+++ TEXT PROVIDED +++

Cache Replacement policies

We generally refer to the automatic deletion of cache objects as eviction. We can employ various cache replacement policies to accomplish eviction. While there are many eviction strategies, here are several that are commonly used:

Least Recently Used (LRU)- as its name implies, the cache must track how frequently every object is accessed relative to other elements.
Time aware Least Recently Used (TLRU)- This strategy enhances the LRU with a Time-To-Use value (TTU). If the object's (TTU) has expired, the object will be evicted.
Least Frequently Used (LFU)- The Least Frequently used scheme counts each object's access and evicts those requested the least.
LFU with Dynamic Aging (LFUDA)- With LFUDA, we add a cache age factor to each object's reference count.This approach increases the number of candidates for eviction and reduces the cache size quicker.

Caching Strategies

When implementing caching, we have several different strategies to choose from:

cache-aside

In the cache-aside strategy, The application directly communicates with the cache and the database to find the requested information. The application checks the cache first. If the information is found ( cache hit), it is returned to the client. If the data isn't in the cache ( cache-miss), the application queries the database for data. After reading the data from the database, we store it in the cache and return a copy to the caller.

Cache-aside is often used for read-heavy scenarios and can significantly increase throughput while reducing database load. It is also resilient. If the cache server is unreachable, the application bypasses the cache and goes directly to the database

write-through

The write-through strategy places the cache between the application and the database. All data is written to the cache first to make it immediately available to subsequent calls. Once written to the cache, it is then written to the database. This approach increases cache availability at the cost of increased database write latency

read-through

The mirror twin of the write-through strategy is the read-through strategy. Again, the cache exists between the application and the database. When a read returns a cache miss, the data is retrieved from the database and is added to the cache. The strategy is often paired with the write-through cache to ensure data consistency.

As expected, the downside to this strategy is the additional latency incurred by a cache miss.

+++ DATA LINES +++

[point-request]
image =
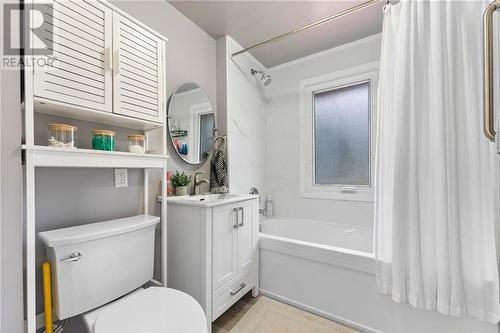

+++

DIRECTIVES:
1) Please reproduce, word for word, the part of the caching text above that opens with the words containing "Least Frequently Used (LFU)- The" and closes with "to the caller.".
2) Answer these from the caching text, one line each:
(a) Under the TLRU policy, what happens to an object whose TTU has expired?
(b) In the cache-aside strategy, where does the application look first for requested information?
(c) What downside of the read-through strategy does the caching text name?

FULL SOLUTIONS:
1)
Least Frequently Used (LFU)- The Least Frequently used scheme counts each object's access and evicts those requested the least.
LFU with Dynamic Aging (LFUDA)- With LFUDA, we add a cache age factor to each object's reference count.This approach increases the number of candidates for eviction and reduces the cache size quicker.

Caching Strategies

When implementing caching, we have several different strategies to choose from:

cache-aside

In the cache-aside strategy, The application directly communicates with the cache and the database to find the requested information. The application checks the cache first. If the information is found ( cache hit), it is returned to the client. If the data isn't in the cache ( cache-miss), the application queries the database for data. After reading the data from the database, we store it in the cache and return a copy to the caller.

2)
(a) The object is evicted.
(b) The cache.
(c) The additional latency incurred by a cache miss.